EXERCISE OBJECTIVE: Copy the records from the beginning through the line containing "63), (15, 51)]", substituting "pairs" for every "tuples" and leaving the rest unchanged.

ENTRIES SUPPLIED:
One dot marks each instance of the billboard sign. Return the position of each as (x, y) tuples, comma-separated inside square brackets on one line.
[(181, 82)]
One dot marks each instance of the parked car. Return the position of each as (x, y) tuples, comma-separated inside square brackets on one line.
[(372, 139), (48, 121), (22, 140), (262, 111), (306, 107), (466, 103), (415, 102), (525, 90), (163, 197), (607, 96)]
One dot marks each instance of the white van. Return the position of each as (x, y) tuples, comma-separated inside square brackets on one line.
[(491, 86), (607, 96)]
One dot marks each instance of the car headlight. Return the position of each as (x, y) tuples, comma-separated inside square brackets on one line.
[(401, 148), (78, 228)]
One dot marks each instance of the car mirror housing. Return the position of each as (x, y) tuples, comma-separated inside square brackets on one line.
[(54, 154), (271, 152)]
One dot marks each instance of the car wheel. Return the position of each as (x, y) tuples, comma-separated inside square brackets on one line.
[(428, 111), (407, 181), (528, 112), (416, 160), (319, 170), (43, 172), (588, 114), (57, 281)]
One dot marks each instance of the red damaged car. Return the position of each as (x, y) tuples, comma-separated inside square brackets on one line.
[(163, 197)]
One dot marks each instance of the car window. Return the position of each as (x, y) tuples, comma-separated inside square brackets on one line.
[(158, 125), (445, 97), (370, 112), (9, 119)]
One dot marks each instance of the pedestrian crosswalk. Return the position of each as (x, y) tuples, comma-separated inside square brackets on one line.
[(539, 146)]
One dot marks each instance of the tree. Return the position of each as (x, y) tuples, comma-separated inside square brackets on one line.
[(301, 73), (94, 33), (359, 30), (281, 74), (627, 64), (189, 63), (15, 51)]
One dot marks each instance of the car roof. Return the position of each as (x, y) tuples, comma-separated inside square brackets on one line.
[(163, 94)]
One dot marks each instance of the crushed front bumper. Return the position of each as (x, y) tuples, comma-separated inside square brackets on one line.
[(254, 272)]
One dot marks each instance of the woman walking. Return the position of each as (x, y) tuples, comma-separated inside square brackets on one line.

ANSWER IN FULL:
One dot marks each instance of the billboard sign. Return the position of each as (x, y) pairs, comma-separated inside square brackets on one line.
[(181, 82)]
One dot marks each instance of the parked car. Return the position of each as (x, y) pairs, comma-separated inside square brackets on one line.
[(372, 139), (48, 121), (22, 140), (262, 111), (306, 107), (466, 103), (415, 102), (525, 90), (163, 197), (607, 96)]
One dot marks each instance of the white van. Return the position of each as (x, y) pairs, comma-separated inside square brackets on one line.
[(491, 86), (607, 96)]
One dot marks each instance of the car headlight. Return the position of each as (x, y) pairs, comma-separated inside square brackets on one line.
[(401, 148), (78, 228)]
One dot marks each instance of the car mirror housing. Return the position of each as (x, y) pairs, comma-separated inside square brackets on one line.
[(54, 154), (271, 152)]
One dot marks each instance of the car wheel. Return the position of each as (x, y) pairs, comma-separated inside square brackets on one line.
[(428, 111), (407, 181), (528, 112), (416, 160), (319, 170), (43, 172), (588, 114), (57, 281)]
One dot marks each instance of the red damaged car. Return the position of each as (x, y) pairs, comma-separated inside square brackets on one line.
[(163, 197)]
One dot marks each instance of the car window. Return the position of each as (x, y) pairs, comma-separated inside square brackets on one line.
[(158, 125), (445, 97), (370, 112), (9, 119)]
One dot marks each instance of the pedestrian crosswalk. Return the position of each as (x, y) pairs, comma-separated inside square brackets on one line.
[(539, 146)]
One dot marks each instance of the tree. Return the position of each as (x, y) pairs, comma-separated inside square brackets on one line.
[(301, 73), (94, 33), (359, 30), (281, 74), (627, 64), (189, 63), (15, 51)]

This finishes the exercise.